====== Texto fornecido

Tecendo Democracias e Territórios

Guardiãs da semente: Mulheres costurando territórios-bem-viver

O encontro das águas as fortalece.
Uma chama não perde nada ao acender a outra.

Lições ancestrais mais antigas que a memória.

Pensando em como começar essa conversa, e sabendo que não conto com o auxílio do mormaço que acontece nos encontros em carne e osso, achei por bem nomear Dona Valdizia. Ela é uma sábia mulher, com mais de seis décadas de teimosia, com quem tenho o privilégio de conviver todas as quartas-feiras no espaço do curso de formação de agentes populares de saúde comunitária, numa quebrada da periferia sudoeste de São Paulo. Entre as muitas coisas que ela sabe, costurar é uma de suas artes.

É com a bênção de minhas mais velhas que compartilho nesta escrita, que pretende ser porta para trocas e pontes entre nós.

Quem costura, na pobreza, raramente escolhe os tecidos: trabalha com o que a vida dá, com aquilo que a estrada põe no caminho. Mas se valoriza muito a boa feitura dos pontos, a força das linhas, a regularidade e a beleza dos nós.

============
====== Extrato de dados

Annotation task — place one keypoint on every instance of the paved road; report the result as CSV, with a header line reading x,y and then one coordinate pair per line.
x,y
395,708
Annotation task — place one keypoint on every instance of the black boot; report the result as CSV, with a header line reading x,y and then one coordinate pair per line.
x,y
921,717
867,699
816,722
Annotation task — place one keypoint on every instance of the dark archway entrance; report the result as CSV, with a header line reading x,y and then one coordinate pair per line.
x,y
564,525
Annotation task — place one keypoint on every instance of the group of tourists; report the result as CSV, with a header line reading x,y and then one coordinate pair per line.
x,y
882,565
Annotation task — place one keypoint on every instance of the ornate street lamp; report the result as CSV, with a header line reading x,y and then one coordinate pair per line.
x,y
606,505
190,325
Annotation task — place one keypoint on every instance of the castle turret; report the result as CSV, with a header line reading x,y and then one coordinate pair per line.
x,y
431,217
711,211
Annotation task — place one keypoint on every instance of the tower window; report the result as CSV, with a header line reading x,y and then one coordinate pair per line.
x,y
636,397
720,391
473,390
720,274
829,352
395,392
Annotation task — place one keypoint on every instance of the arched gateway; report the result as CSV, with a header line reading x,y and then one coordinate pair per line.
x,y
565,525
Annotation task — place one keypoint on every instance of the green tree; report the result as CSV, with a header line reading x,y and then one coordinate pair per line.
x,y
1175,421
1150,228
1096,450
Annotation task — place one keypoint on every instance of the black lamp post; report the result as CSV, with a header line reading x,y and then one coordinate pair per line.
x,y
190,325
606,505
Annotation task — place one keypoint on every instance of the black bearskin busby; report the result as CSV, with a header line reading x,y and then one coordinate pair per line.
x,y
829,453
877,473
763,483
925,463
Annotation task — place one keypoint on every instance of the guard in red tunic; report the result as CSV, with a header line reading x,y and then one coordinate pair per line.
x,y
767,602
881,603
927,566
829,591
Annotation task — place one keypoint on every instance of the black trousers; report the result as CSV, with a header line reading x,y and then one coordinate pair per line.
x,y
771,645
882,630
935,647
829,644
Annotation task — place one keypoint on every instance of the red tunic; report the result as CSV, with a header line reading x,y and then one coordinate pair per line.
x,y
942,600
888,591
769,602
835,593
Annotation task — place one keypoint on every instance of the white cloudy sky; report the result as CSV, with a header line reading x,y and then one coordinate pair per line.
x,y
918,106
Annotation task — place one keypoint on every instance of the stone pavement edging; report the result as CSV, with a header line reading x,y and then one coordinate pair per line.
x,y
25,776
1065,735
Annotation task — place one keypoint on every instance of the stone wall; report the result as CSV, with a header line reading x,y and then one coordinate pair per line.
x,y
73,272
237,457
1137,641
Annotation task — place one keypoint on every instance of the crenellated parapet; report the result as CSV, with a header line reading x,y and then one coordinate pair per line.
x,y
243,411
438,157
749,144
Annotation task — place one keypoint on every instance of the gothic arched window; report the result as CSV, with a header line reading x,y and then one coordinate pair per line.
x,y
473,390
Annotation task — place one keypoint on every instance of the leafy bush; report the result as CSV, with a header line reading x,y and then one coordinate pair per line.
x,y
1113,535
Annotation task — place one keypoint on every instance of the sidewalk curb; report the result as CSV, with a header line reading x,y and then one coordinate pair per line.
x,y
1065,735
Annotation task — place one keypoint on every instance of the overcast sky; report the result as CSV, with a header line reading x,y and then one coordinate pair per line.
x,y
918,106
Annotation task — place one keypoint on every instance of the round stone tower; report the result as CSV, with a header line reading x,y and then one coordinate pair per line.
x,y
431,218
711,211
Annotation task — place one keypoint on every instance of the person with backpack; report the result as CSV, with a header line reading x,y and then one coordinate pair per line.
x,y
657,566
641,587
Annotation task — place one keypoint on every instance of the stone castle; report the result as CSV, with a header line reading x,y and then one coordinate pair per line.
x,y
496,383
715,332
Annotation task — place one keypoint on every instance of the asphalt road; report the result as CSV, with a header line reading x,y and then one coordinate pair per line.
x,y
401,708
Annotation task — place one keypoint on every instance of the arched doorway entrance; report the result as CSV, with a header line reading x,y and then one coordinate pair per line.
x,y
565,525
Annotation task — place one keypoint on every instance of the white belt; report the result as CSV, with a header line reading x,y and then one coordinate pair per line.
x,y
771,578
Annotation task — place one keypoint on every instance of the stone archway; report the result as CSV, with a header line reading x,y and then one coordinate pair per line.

============

### Exercício proposto A
Segundo o texto fornecido, em que dia da semana acontece a convivência com Dona Valdizia?
### Exercício proposto B
Indique se cada afirmação concorda com o texto fornecido, citando as palavras decisivas: (i) Dona Valdizia tem mais de sessenta anos; (ii) o curso de formação fica na periferia nordeste de São Paulo; (iii) quem costura na pobreza costuma escolher os tecidos.

### Resposta escrita A
Às quartas-feiras, todas as semanas.

### Resposta escrita B
(i) Sim: "com mais de seis décadas de teimosia".
(ii) Não: "numa quebrada da periferia sudoeste de São Paulo".
(iii) Não: "Quem costura, na pobreza, raramente escolhe os tecidos".